▸ **Supplied records**
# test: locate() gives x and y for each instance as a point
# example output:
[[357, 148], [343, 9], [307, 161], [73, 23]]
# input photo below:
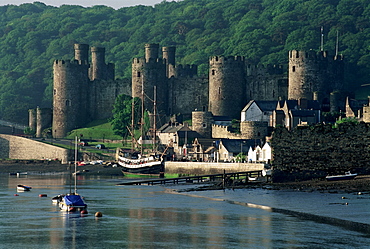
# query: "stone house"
[[291, 113], [228, 149], [259, 154]]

▸ **Written request**
Present the lines of the records above as a numbered list, skipping any blank lines and leaving the pictures out.

▸ **Worked answer**
1. # test: locate() gives x and y for each instance as a point
2. # example output:
3. [[357, 148], [343, 9], [307, 161], [73, 23]]
4. # input photo below:
5. # query: "stone house"
6. [[291, 113], [228, 149], [259, 154]]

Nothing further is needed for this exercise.